--- start ---
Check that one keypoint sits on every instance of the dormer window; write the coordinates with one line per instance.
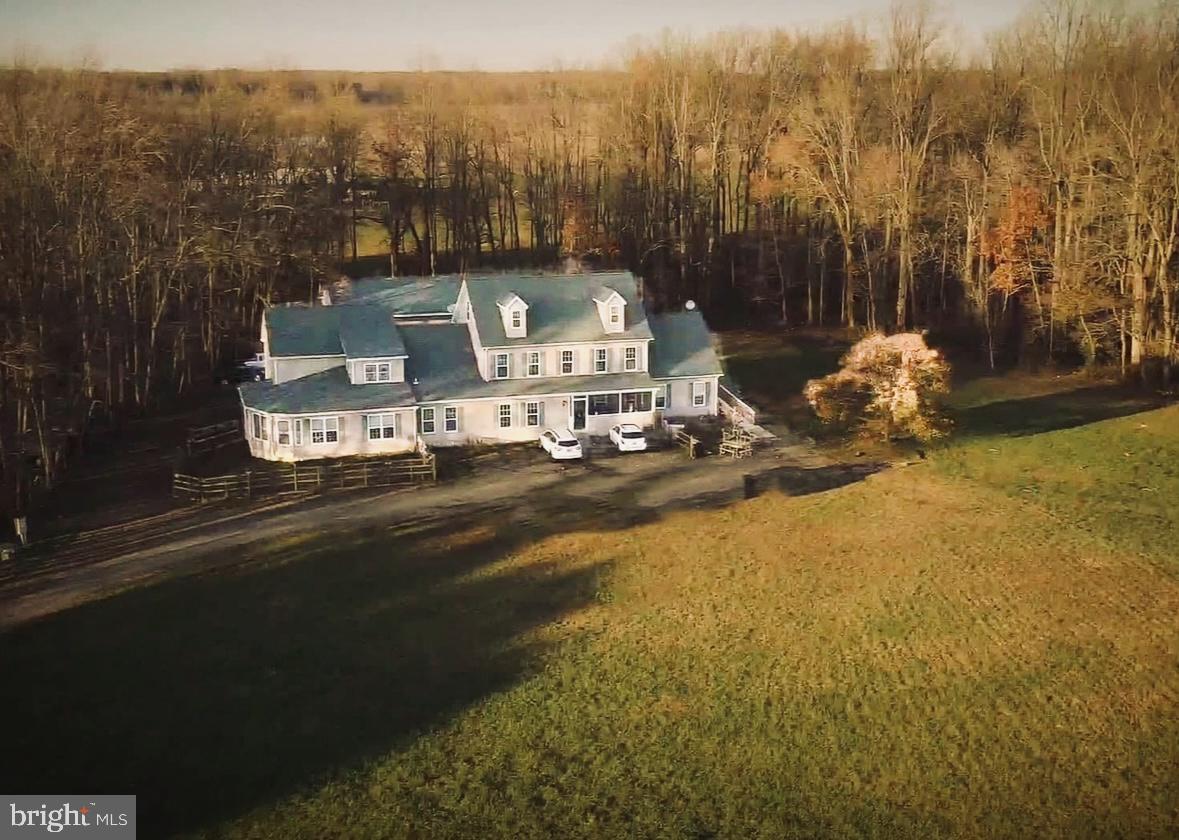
(514, 312)
(377, 372)
(611, 309)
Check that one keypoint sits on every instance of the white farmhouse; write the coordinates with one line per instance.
(384, 363)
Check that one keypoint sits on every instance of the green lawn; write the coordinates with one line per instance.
(985, 643)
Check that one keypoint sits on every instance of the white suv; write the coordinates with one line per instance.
(560, 444)
(627, 438)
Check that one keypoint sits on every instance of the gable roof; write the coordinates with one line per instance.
(683, 346)
(367, 332)
(561, 308)
(441, 366)
(301, 330)
(324, 393)
(408, 296)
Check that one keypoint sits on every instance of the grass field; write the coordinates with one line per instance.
(985, 643)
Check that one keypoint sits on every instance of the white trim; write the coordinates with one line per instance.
(567, 392)
(605, 360)
(382, 425)
(626, 360)
(329, 422)
(607, 339)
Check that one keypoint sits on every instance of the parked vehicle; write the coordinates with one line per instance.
(560, 444)
(627, 438)
(248, 371)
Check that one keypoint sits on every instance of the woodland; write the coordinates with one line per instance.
(1020, 204)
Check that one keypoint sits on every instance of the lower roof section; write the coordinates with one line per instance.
(322, 393)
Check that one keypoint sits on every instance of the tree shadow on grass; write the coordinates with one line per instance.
(1053, 412)
(222, 691)
(212, 694)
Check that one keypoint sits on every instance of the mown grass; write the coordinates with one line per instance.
(933, 651)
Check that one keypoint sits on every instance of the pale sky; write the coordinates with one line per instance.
(395, 34)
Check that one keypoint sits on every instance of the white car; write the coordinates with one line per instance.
(560, 444)
(628, 438)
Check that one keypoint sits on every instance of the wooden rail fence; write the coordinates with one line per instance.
(296, 478)
(211, 438)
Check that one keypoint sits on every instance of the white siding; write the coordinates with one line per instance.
(679, 404)
(353, 438)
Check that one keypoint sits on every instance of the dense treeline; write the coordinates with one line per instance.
(1027, 203)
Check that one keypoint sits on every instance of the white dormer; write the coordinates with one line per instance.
(611, 309)
(514, 313)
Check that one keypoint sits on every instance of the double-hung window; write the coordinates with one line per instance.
(324, 430)
(377, 372)
(382, 426)
(631, 361)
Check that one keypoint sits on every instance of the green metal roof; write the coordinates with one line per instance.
(683, 346)
(367, 332)
(560, 307)
(297, 330)
(324, 392)
(442, 367)
(409, 296)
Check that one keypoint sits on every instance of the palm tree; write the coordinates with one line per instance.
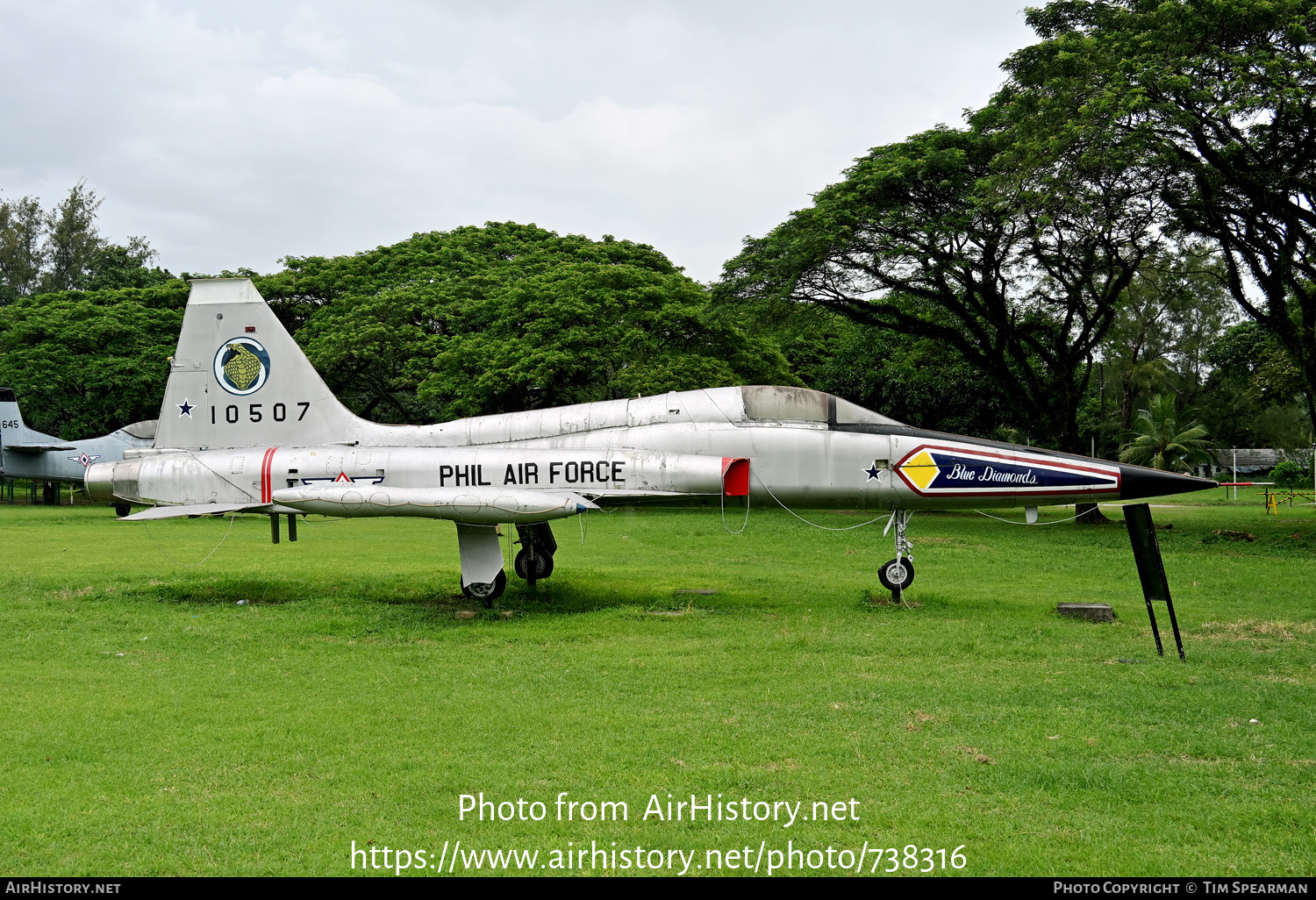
(1161, 441)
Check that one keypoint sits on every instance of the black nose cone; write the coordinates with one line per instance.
(1137, 482)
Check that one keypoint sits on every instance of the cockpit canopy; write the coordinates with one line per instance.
(776, 403)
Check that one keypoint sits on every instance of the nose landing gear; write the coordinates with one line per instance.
(898, 574)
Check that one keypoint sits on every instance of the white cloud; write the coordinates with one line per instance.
(234, 134)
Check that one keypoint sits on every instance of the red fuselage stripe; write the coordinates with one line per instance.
(266, 494)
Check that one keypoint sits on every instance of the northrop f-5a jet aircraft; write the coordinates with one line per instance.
(25, 453)
(247, 425)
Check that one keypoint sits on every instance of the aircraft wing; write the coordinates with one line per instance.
(624, 492)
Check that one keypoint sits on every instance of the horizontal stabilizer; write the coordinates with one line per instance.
(197, 510)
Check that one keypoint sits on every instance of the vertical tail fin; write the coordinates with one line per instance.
(240, 381)
(12, 428)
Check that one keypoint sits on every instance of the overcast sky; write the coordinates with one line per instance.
(233, 134)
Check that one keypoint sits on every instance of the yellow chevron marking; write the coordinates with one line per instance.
(920, 470)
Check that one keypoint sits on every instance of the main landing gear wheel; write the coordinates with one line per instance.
(897, 575)
(533, 566)
(489, 591)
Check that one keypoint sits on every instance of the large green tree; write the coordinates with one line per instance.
(505, 318)
(1215, 100)
(950, 237)
(87, 363)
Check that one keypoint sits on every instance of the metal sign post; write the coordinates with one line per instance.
(1147, 552)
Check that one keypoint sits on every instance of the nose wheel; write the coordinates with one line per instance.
(898, 574)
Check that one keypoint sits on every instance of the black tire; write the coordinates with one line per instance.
(487, 592)
(897, 575)
(536, 568)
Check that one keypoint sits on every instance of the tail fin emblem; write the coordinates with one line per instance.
(241, 366)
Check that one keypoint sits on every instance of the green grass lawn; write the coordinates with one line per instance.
(153, 724)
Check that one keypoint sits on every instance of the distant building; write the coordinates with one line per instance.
(1255, 461)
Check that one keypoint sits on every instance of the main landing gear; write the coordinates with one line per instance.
(483, 578)
(898, 574)
(534, 561)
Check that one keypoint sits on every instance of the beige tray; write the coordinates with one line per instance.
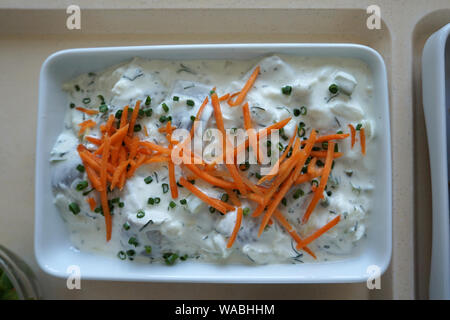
(27, 37)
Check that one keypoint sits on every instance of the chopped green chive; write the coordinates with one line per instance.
(333, 88)
(298, 193)
(133, 241)
(170, 258)
(103, 108)
(287, 90)
(74, 208)
(148, 180)
(82, 185)
(148, 112)
(303, 111)
(140, 214)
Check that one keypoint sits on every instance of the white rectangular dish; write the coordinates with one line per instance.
(436, 98)
(52, 244)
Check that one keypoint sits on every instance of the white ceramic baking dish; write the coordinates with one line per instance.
--- end ---
## Aim of the exercise
Please write out every one of the records above word for word, leaving the pictures out.

## Response for this exercise
Check that one keypoint sits on every instance of the dormer window; write the coordinates with one line per instance.
(514, 312)
(377, 372)
(611, 309)
Check that one keypoint sits on every instance of the white farmhouse; write the coordinates with one line per instance.
(384, 363)
Check that one keypoint sits on every instance of the green lawn; write the coordinates with one line per instance.
(985, 643)
Check that one keypoint sits on every instance of the white suv; write the coordinates with one line per instance.
(560, 444)
(627, 438)
Check that one keypoint sits on every instance of the gable roof; write the coordinates with one line per instance.
(683, 346)
(367, 332)
(561, 308)
(441, 366)
(301, 330)
(324, 393)
(408, 296)
Check that one keypoint sits on every instance of the grass field; write the coordinates with one line per instance.
(985, 643)
Check that one keypoint sits on every instance of the white trim; write the coordinates with one line per instance.
(567, 392)
(605, 360)
(382, 425)
(626, 360)
(329, 422)
(607, 339)
Check that one keypoint sits on every instance of the parked vehicle; write the coordinates with one line per instance.
(560, 444)
(627, 438)
(248, 371)
Check that one keypoint sits on every instance of the woodland; write the coordinates with one line per instance.
(1020, 204)
Check that one keypoint sits on every instance of the lower roof section; write the coordinates with one line per instance.
(322, 393)
Check that one keypoint sits on every instance of the tree shadow on grass; write the coordinates with one line per instance.
(1053, 412)
(222, 691)
(212, 694)
Check that one keypoint sits on every instance of the mown grass; write the coordinates with one line per instance.
(933, 651)
Check that one keypoint sits on every instance of the pale sky; write the coordinates with one line per instance.
(395, 34)
Check that one keypoint sits on every instance of the white car; write the coordinates with one line per instance.
(560, 444)
(628, 438)
Check that one keypoint sits on every instance of the wooden rail fence; write the coordinates with one line per instance.
(296, 478)
(211, 438)
Check that one keypoint sits on every instance of the white siding; write the coordinates with one line per instance.
(679, 404)
(353, 438)
Check that one keypoint sits on every instance of the dense treeline; write the coordinates with one line per instance.
(1027, 203)
Check that one keypoint sits on every instance of the white dormer; write the coordinates with one line per instance.
(611, 309)
(514, 313)
Check that one keypoint sits on every instance of the double-hung window; write the coordinates with one line per instance.
(324, 430)
(377, 372)
(382, 426)
(631, 361)
Check that one keypoint sits on every instance of the green metal roof; write the coordinates with one line per instance.
(683, 346)
(367, 332)
(560, 307)
(297, 330)
(324, 392)
(442, 367)
(409, 296)
Check that one keypoint sits on every instance of the palm tree; write the coordinates with one line per instance.
(1161, 441)
Check that one keypoint sits on every instance of the black nose cone; write the coordinates with one line per instance.
(1137, 482)
Check that one keypoint sits on every instance of the cockpit canopy; write the coordinates with one line per instance.
(776, 403)
Check that one keypoint sits on every instance of the nose landing gear; write the coordinates with one line per instance.
(898, 574)
Check that one keypoint sits on every instance of the white cloud; write the coordinates with one line per instance.
(234, 134)
Check that one keypoint sits on every instance of the red fuselage stripe; write the coordinates with one line per instance.
(266, 494)
Check that one keypoint sits on every instance of the northrop f-5a jet aircraft; write the coordinates with one line per instance.
(25, 453)
(247, 425)
Check that one keypoint sits on every instance of the aircraft wing; write the coordinates with one line per instance.
(624, 492)
Check that one keypoint sits on every instance of the horizontal stabilizer; write the coordinates with one line per instance.
(197, 510)
Check that one keypoint sits on every instance of the vertical tail fin; write the coordinates with one line per instance.
(240, 381)
(12, 428)
Check that one keypoint sits on every instance of the overcast sky; write the coordinates with one line per instance.
(233, 134)
Check that one keypoint sits on every instance of the yellow chevron marking; write the coordinates with one line per instance.
(920, 470)
Check that one keypoint sits on every instance of the main landing gear wheel; write the coordinates with one line per instance.
(897, 575)
(533, 566)
(489, 591)
Check that one keypoint sits on every instance of the large green tree; write the coordinates with one line per instance.
(505, 318)
(1215, 100)
(950, 237)
(87, 363)
Check that one keypoint sits on every instance of the metal sign post; write the coordinates with one line per instance.
(1147, 552)
Check that one keypoint sits on every instance of the nose wheel; write the coordinates with one line per instance.
(898, 574)
Check that one keypoint sits on every instance of the black tire; write the coordinates with one line per instance.
(487, 592)
(897, 575)
(536, 568)
Check that one keypoint sits on every instance of the tail fin emblem; write the coordinates with one line per instance.
(241, 366)
Check that one keypoint sits on every instance of the green grass lawn; write the coordinates with one line per instance.
(153, 724)
Check that one keypoint sits on every instance of the distant building; write the coordinates with one line per instance.
(1255, 461)
Check that one keypoint sits on every instance of the main landing gear; write the coordinates with one line per instance.
(483, 578)
(898, 574)
(534, 561)
Check that one keypoint sits on every instance of the beige tray; write the coordinates with one line per instance.
(27, 37)
Check that one keypoint sits on every instance of the chopped green chive; write the coordinates with one line per instance.
(333, 88)
(298, 193)
(133, 241)
(170, 258)
(103, 108)
(287, 90)
(74, 208)
(148, 180)
(82, 185)
(148, 112)
(303, 111)
(140, 214)
Check that one keypoint sits on every instance of the white rectangular dish; write the coordinates with one line per instance.
(436, 98)
(52, 244)
Check that one keypoint sits on every instance of the white ceramic baking dish; write the coordinates with one line per instance.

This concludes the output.